*EXERCISE DIRECTIONS:* Only the lines from the one with "Target: gold headband" to the end of the material should be reproduced, exactly and in full, both ends included.

*DATA TO PROCESS:*
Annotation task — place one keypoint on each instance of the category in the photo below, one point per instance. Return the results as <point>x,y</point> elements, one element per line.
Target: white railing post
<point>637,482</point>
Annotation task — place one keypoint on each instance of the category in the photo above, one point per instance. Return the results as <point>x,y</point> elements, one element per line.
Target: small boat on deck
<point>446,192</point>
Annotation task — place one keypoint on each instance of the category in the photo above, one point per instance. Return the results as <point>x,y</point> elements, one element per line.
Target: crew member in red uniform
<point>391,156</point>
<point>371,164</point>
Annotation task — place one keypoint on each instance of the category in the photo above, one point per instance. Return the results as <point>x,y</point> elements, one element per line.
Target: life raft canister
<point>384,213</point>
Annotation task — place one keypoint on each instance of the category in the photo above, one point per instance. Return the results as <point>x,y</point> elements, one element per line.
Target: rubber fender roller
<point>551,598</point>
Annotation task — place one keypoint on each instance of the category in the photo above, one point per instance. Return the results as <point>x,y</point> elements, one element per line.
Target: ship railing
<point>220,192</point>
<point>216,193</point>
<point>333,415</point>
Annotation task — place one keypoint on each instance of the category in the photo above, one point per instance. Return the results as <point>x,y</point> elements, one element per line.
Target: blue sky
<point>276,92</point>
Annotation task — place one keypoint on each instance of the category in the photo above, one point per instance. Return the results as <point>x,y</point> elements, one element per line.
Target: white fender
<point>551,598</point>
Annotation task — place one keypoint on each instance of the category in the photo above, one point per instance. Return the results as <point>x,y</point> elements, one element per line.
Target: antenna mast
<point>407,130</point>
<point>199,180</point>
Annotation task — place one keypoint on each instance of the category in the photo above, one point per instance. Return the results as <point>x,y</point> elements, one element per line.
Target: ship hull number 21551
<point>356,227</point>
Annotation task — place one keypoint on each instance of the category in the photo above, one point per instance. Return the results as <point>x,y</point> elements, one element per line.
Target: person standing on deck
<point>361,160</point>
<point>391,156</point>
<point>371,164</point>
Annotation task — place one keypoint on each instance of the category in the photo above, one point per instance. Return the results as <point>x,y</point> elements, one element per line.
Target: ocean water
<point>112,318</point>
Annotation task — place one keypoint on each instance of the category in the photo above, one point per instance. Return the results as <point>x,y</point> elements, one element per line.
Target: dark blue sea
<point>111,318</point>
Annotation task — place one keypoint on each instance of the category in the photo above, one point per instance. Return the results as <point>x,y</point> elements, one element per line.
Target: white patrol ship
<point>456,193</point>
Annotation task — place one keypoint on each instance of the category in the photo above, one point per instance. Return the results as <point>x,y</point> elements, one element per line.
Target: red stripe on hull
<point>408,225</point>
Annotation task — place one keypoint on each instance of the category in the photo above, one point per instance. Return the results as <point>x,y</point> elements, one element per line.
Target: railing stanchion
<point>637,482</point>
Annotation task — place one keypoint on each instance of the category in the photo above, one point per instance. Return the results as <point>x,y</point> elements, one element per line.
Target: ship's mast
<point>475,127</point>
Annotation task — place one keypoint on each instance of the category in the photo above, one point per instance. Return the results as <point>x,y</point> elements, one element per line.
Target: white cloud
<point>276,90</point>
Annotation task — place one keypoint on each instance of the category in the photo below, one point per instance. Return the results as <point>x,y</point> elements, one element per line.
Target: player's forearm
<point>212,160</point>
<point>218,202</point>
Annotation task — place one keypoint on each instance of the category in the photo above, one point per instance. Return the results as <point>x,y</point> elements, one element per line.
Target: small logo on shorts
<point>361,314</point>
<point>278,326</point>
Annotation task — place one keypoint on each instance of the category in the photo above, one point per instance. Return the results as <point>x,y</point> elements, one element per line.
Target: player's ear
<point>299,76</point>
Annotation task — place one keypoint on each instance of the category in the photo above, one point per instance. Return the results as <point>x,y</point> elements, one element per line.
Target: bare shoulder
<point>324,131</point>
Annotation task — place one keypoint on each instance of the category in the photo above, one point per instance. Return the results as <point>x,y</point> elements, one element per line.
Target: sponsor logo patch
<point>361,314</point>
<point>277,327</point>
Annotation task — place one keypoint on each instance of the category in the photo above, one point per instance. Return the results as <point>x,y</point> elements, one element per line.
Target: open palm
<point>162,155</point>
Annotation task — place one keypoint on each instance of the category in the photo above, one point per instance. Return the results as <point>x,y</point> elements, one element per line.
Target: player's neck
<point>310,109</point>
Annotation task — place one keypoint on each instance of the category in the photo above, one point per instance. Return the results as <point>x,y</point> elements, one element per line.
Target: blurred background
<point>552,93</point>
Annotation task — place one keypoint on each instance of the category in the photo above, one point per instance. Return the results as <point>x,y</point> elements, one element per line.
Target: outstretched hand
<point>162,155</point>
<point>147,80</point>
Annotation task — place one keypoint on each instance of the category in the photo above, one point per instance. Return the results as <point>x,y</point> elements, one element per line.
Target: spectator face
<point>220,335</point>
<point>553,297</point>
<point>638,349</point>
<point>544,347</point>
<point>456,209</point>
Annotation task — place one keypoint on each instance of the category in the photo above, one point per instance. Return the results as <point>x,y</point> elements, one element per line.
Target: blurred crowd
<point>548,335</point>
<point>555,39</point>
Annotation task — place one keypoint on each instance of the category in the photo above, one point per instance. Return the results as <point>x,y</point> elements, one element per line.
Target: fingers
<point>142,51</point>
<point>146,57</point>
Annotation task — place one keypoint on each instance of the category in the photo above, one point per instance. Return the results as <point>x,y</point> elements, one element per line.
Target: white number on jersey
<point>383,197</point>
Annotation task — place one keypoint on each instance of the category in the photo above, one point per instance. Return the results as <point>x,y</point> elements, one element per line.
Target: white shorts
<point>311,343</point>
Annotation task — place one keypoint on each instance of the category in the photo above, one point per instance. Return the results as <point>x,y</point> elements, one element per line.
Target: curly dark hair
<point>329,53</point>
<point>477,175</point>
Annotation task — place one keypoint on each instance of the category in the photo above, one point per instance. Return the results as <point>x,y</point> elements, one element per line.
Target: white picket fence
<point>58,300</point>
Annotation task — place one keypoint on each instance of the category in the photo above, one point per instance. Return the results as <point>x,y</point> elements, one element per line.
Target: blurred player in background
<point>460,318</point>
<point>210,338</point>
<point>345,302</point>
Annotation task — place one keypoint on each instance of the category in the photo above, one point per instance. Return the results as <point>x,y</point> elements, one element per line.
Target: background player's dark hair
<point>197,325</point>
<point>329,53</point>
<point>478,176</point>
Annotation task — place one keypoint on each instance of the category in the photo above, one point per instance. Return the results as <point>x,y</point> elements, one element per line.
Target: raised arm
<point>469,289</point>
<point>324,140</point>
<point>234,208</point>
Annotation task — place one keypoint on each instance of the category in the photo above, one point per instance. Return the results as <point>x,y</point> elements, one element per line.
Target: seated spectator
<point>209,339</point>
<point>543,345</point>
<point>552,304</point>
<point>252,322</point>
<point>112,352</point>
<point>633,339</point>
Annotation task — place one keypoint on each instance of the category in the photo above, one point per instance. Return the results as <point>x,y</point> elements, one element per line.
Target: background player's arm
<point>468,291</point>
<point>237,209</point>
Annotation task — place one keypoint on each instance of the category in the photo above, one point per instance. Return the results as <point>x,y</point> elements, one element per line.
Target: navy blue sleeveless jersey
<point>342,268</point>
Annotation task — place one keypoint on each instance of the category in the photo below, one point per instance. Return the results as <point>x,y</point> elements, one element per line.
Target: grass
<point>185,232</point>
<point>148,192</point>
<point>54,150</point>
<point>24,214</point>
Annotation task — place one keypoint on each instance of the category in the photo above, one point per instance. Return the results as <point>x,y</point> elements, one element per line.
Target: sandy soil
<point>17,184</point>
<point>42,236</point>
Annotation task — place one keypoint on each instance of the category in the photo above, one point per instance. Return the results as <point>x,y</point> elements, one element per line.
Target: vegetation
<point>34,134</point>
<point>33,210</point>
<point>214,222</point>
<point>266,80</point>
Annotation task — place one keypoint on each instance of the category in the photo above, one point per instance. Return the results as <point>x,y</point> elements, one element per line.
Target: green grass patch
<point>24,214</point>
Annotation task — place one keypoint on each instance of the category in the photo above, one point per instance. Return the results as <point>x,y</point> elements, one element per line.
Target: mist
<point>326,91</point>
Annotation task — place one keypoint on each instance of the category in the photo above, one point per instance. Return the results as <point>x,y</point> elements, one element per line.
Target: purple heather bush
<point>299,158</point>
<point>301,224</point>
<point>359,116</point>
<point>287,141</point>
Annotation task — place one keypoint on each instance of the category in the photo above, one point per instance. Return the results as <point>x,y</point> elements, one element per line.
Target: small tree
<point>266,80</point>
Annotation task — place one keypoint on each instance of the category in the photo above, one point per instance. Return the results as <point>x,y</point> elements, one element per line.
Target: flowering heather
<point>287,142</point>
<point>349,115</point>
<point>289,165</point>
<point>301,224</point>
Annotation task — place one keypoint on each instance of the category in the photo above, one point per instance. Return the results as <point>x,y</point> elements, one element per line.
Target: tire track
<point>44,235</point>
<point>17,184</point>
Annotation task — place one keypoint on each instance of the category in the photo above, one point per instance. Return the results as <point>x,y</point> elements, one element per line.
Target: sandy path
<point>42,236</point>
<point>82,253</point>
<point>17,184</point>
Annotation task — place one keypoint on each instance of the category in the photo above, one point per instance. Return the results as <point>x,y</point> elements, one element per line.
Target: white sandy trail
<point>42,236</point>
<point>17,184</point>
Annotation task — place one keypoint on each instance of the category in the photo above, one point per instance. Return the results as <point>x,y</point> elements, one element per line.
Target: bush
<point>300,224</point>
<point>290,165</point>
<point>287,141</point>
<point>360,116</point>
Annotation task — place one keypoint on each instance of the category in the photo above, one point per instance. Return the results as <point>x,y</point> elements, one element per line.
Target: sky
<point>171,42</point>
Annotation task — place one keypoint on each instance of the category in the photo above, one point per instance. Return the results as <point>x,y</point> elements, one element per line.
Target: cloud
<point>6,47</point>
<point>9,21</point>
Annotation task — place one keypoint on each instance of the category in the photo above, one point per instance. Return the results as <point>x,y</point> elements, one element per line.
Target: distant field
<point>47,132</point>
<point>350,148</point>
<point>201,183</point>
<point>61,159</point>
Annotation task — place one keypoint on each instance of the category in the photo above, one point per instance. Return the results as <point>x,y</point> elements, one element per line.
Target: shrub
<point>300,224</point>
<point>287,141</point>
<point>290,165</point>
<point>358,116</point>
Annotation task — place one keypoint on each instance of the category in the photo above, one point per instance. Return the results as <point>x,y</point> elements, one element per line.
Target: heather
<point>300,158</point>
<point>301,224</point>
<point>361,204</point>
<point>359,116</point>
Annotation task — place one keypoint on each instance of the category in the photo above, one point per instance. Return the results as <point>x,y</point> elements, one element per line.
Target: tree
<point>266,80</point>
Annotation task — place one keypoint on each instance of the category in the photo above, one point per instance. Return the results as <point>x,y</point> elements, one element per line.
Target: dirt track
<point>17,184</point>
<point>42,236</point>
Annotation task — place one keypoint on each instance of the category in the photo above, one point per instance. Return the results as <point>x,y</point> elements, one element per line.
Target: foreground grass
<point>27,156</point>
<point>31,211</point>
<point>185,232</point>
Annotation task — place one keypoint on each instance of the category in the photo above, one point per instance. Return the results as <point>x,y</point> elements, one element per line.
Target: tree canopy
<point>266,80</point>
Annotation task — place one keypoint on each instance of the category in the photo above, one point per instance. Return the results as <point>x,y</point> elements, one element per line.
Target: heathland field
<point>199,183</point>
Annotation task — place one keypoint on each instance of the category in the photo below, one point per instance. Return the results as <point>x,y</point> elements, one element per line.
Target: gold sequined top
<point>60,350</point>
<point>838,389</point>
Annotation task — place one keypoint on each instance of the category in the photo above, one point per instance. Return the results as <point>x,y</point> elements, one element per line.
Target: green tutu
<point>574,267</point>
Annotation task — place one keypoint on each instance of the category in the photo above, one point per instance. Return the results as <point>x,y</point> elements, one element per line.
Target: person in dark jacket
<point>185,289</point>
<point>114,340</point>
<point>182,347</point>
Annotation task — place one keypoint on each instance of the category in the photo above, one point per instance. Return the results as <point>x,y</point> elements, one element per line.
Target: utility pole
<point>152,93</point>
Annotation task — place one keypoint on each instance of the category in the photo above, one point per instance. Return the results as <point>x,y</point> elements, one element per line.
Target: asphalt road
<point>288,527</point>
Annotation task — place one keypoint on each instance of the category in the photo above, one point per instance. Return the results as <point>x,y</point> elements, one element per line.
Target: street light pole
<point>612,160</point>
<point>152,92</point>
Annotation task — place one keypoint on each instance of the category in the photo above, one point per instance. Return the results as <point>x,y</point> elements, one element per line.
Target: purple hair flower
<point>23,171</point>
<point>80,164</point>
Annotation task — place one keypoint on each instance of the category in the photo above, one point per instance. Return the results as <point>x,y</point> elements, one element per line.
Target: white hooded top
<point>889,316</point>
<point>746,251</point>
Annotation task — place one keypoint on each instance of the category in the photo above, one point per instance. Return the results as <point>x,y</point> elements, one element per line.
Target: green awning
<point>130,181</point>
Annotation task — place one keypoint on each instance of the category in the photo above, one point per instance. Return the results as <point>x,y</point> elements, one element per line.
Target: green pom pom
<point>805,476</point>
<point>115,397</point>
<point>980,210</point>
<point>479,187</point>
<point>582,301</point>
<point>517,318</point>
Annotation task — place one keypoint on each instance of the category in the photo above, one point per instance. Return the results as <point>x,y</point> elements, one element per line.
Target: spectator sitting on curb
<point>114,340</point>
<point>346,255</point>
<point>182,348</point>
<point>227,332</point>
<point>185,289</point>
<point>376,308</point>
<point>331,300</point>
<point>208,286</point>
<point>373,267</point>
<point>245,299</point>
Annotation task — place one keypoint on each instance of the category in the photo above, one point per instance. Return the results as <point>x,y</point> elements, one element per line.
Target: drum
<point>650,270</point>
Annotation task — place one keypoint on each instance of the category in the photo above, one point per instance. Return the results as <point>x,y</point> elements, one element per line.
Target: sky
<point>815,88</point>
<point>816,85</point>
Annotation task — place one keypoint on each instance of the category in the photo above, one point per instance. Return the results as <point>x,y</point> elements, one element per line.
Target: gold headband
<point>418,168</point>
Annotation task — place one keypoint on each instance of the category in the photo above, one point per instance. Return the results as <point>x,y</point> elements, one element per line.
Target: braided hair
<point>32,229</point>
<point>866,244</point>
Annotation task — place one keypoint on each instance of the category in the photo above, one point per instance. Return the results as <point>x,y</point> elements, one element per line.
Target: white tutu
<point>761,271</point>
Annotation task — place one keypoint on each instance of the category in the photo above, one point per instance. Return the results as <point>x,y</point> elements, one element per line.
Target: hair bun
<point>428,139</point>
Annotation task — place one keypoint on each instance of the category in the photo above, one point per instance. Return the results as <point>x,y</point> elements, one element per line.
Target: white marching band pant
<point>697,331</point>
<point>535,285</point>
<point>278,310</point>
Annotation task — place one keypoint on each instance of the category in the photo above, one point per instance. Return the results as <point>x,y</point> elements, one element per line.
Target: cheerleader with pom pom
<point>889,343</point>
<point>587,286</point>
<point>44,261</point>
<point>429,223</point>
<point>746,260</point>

*SOLUTION TO THIS TASK:*
Target: gold headband
<point>418,168</point>
Annotation task — place one keypoint on each instance of the category in the photo above, one point per instance. Return the results as <point>x,y</point> elements, one element per line.
Target: braided hair
<point>32,229</point>
<point>866,244</point>
Annotation task — place one keypoint on each instance of the category in the photo above, one point per instance. Return the results as <point>x,y</point> elements, one element per line.
Target: white tutu
<point>761,271</point>
Annotation task — place one keypoint on each instance of the category in the photo above, one point per instance. Return the results as <point>x,y</point> elements, one element per line.
Target: hair bun
<point>428,139</point>
Annotation task — place one keypoint on each instance of the category in the photo above, one point per instance. Return the results as <point>x,y</point> elements, one element per line.
Target: white marching band pant
<point>697,331</point>
<point>535,285</point>
<point>278,310</point>
Annotation task — place one keypoint on each instance of the category in the photo above, one point per instance. Return the results as <point>x,y</point> elements, one element per line.
Target: cheerleader with pom pom
<point>889,343</point>
<point>587,286</point>
<point>44,261</point>
<point>429,223</point>
<point>746,260</point>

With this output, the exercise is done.